■ EXERCISE INSTRUCTIONS ■
Restate the records below word for word.

■ TASK DATA ■
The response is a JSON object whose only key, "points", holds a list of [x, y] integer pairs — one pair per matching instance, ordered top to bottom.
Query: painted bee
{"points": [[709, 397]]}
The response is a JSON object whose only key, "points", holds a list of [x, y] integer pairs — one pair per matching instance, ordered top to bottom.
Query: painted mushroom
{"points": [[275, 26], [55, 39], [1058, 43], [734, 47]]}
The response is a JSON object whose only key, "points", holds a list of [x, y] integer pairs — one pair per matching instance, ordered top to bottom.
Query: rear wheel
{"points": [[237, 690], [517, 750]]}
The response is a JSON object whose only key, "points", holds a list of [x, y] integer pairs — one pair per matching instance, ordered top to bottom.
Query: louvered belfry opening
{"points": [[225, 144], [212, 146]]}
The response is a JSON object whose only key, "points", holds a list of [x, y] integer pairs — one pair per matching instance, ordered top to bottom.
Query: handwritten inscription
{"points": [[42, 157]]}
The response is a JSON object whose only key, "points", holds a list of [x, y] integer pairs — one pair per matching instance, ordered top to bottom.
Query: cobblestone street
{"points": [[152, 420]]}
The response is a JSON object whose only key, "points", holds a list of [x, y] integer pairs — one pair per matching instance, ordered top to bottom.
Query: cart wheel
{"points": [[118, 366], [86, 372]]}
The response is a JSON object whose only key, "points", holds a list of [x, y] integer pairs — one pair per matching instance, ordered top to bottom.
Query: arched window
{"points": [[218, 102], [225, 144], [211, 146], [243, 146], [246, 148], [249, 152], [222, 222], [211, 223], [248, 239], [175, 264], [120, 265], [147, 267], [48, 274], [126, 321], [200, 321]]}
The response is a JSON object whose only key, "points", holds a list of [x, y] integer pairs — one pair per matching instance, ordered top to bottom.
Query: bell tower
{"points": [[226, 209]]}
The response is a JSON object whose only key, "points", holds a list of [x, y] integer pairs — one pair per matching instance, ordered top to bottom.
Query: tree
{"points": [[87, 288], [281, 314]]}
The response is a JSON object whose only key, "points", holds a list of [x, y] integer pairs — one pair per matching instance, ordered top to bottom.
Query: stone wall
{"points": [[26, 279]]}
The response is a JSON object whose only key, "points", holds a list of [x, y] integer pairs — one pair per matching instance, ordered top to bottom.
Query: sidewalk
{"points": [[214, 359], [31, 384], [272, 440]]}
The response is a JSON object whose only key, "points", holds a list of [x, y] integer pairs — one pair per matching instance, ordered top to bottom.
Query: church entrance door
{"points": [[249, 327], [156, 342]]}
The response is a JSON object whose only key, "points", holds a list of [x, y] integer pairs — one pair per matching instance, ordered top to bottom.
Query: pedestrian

■ EXERCISE RESULT ■
The response is a JSON object whose only key, "points", holds a list of [x, y] integer pairs — one pair per matching instance, ordered top to bottom.
Query: painted bee
{"points": [[709, 397]]}
The response is a JSON object whose only key, "points", holds a list of [x, y] integer pairs — one pair per matching instance, ordered top to bottom.
Query: painted mushroom
{"points": [[275, 26], [55, 39], [1058, 43], [734, 47]]}
The response is a JSON object whose only key, "points", holds a list of [x, y] integer pairs — one pair per matching instance, ordered top to bottom.
Query: rear wheel
{"points": [[237, 690], [517, 750]]}
The response is a JSON object whose only key, "points", holds a list of [x, y] integer pairs — one pair per matching instance, ordered top to bottom.
Query: louvered belfry opening
{"points": [[225, 144], [212, 146]]}
The response is a JSON object whose only key, "points", holds a list of [x, y] integer pairs — one pair per matching instance, ordered top to bottom.
Query: handwritten inscription
{"points": [[42, 157]]}
The response is a JSON object whose only key, "points", holds a list of [x, y] integer pairs — one pair per matching instance, ordered top to bottom.
Query: cobblestone street
{"points": [[152, 420]]}
The response is a JSON object whose only key, "points", holds a list of [x, y] integer pairs — one pair per matching instance, ordered top to bottom.
Query: cart wheel
{"points": [[118, 366], [86, 372]]}
The response is a JSON object whose only key, "points", holds a list of [x, y] integer pairs — one pair per matching instance, ordered top to bottom.
Query: arched window
{"points": [[218, 102], [225, 144], [211, 146], [243, 146], [246, 148], [249, 152], [222, 222], [211, 223], [248, 239], [175, 264], [120, 265], [147, 267], [48, 274], [126, 321], [200, 321]]}
The response is a JSON object whose only key, "points", holds a list of [x, y] integer pairs — one pair per matching instance, ordered top to bottom.
Query: bell tower
{"points": [[226, 209]]}
The response is a JSON object whose only key, "points", holds a list of [x, y] integer pairs — one pair per matching instance, ordered top to bottom.
Query: tree
{"points": [[87, 288], [281, 314]]}
The response is a JSON object whose only key, "points", holds a list of [x, y] integer pairs — one pair per matching instance, ordered top to bottom.
Query: stone wall
{"points": [[26, 279]]}
The response is a JSON object whose only key, "points", holds a list of [x, y] integer pairs — one pair per matching instance, ordered top to bottom.
Query: sidewalk
{"points": [[214, 359], [31, 384], [272, 440]]}
The response is a JSON object whose only key, "points", holds a list of [x, y] integer pairs — one pair per matching instance, ordered top to bottom.
Query: church entrance door
{"points": [[249, 327], [156, 342]]}
The response is a JSON object whose only key, "points", holds a list of [x, y] integer pairs — one pair per matching instance, ordered top to bottom.
Query: pedestrian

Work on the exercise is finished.